ZADANIA =
• A. Podaj godzinę, o której według fragmentu o walkach z 29 lipca do ataku przystąpił II batalion.
• B. Napisz dalszy ciąg fragmentu o walkach z 29 lipca, zaczynając od miejsca po jego ostatnim zdaniu.

DOSTARCZONY FRAGMENT =
Od 6.30 ostrzał rosyjskich pozycji rozpoczęła niemiecka artyleria – trwał on około pół godziny. Pod osłoną tego ostrzału ruszyły do przodu pułk 218 i III batalion. Przeciwko prawemu skrzydłu 12 komp./III Rosjanie próbowali przeprowadzić kontratak jednak został on powstrzymany przez żołnierzy z 3 komp./I której lewe skrzydło w porę dotarło do rogu lasu na wschód od leśniczówki. W tym momencie rozciągnięcie jednostek w terenie doszło do tego stopnia iż stało się konieczne by także 2 komp./I weszła w przestrzeń pomiędzy 3 komp./I a III batalionem.
O 10 rano, po tym jak znajdujący się po prawej stronie honwedzi wdarli się w rosyjskie pozycje na wzgórzu 228, do ataku przystąpił również II batalion. Poszło bez większych problemów - jako pierwsza nieprzyjacielską pozycję wysuniętą zajęła 6 komp./II biorąc przy tym 10 jeńców, z kolei 5 komp./II zajęła północny skraj Góry.
Podczas gdy atak na prawym skrzydle pułku został uwieńczony sukcesem, walki na lewym skrzydle nie były już tak pomyślne. Pomimo tego iż III batalion zajął sporo terenu i dotarł miejscami na 100 m od nieprzyjacielskich pozycji głównych, atak 218 rez. pp nie posunął się zbyt daleko do przodu – w tej sytuacji III batalion był zmuszony zatrzymać się i okopać na zajmowanych pozycjach. W zapadającym zmierzchu celem utrzymania ciągłości frontu 3 komp./I zajęła pozycje blisko lewego skrzydła II batalionu aż do wzgórza przy wsi Góra natomiast 4 komp./I wypełniła lukę pomiędzy 3 i 2 komp./I. O 21.30 kompanie okopały się na nowych pozycjach.
Wyznaczony na ranek 30 lipca generalny szturm na rosyjskie pozycje specjalnie utworzonej w tym celu grupy uderzeniowej (Korpusy VIII, X oraz 24 DP) nie doszedł do skutku gdyż o 4 rano zameldowano o odwrocie Rosjan. Żołnierzom pozostało jedynie zająć opuszczone stanowiska nieprzyjaciela, w których zdobyto duże ilości broni strzeleckiej i amunicji do niej. Nadszedł również czas na pochowanie poległych w walkach z 29 lipca – pamiątką po tych wydarzeniach pozostały cmentarze wojenne w Ignacowie (w roku 1939 pochówki przeniesiono do Wojciechowa), Matczynie, Opolu Lubelskim, Wólce Łubkowskiej i Wronowie.

WIERSZE =

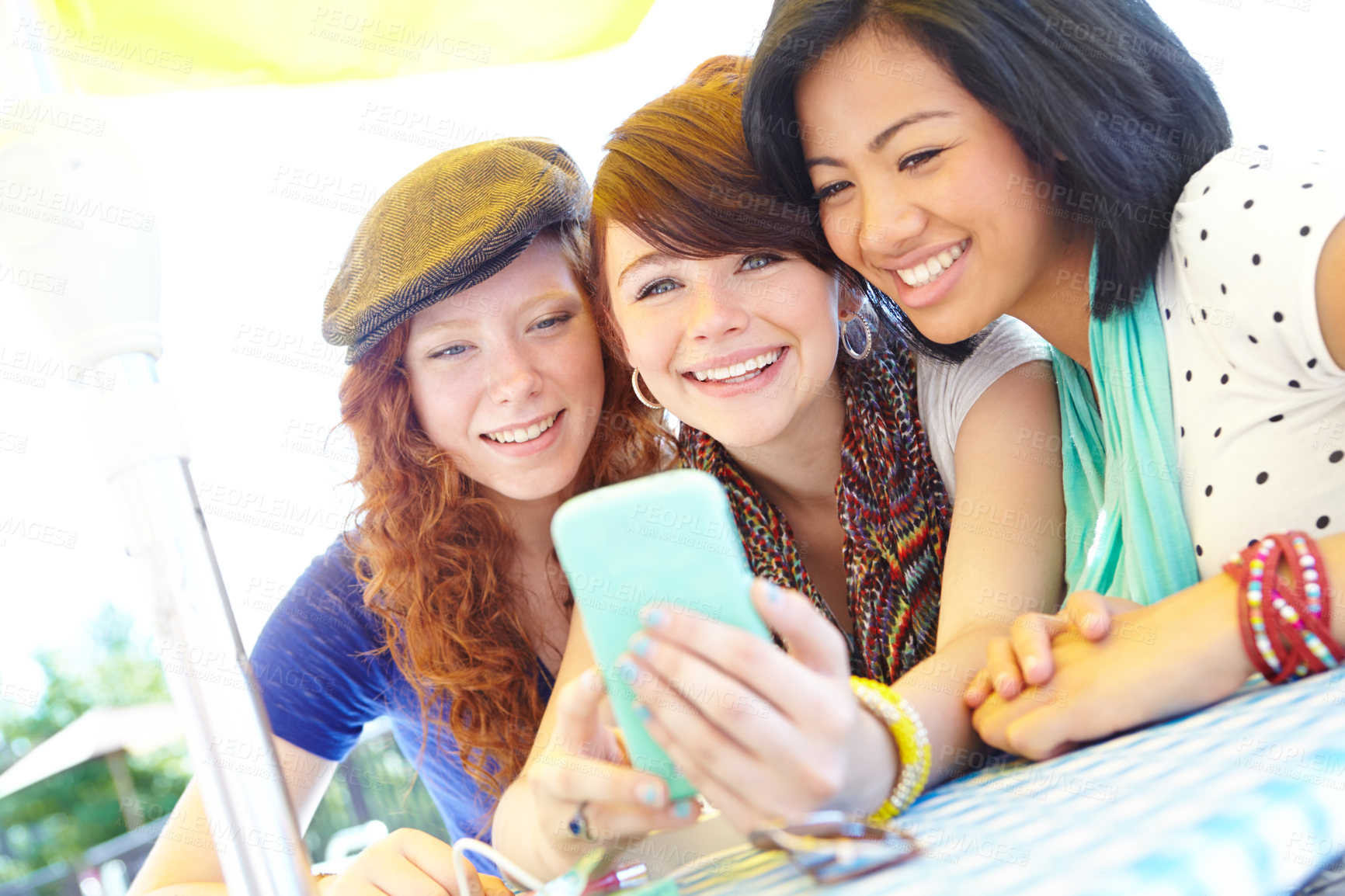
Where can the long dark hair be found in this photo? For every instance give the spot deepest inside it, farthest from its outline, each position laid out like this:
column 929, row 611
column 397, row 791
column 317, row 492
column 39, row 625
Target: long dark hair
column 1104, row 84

ODPOWIEDZI DO ZADAŃ =
• A. O 10 rano.

• B.
Jako że obecności Rosjan nie stwierdzono już nawet w oddalonych o kilka kilometrów na północ Łubkach i Starym Gaju, jednostki sprzymierzonych mogły spokojnie zewrzeć szeregi i ruszyć w ślad za odstępującym na północ przeciwnikiem. W godzinach popołudniowych 30 lipca VIII Korpus osiągnął dolinę Bystrej (z Nałęczowem, który zajęły maszerujące przez Łubki i Charz oddziały z 47 Rez. DP) a jednostki X Korpusu obsadziły pagórkowate tereny na południe od Garbowa. Niewiele dalej na północ znajdowała się kolejna rosyjska linia obronna...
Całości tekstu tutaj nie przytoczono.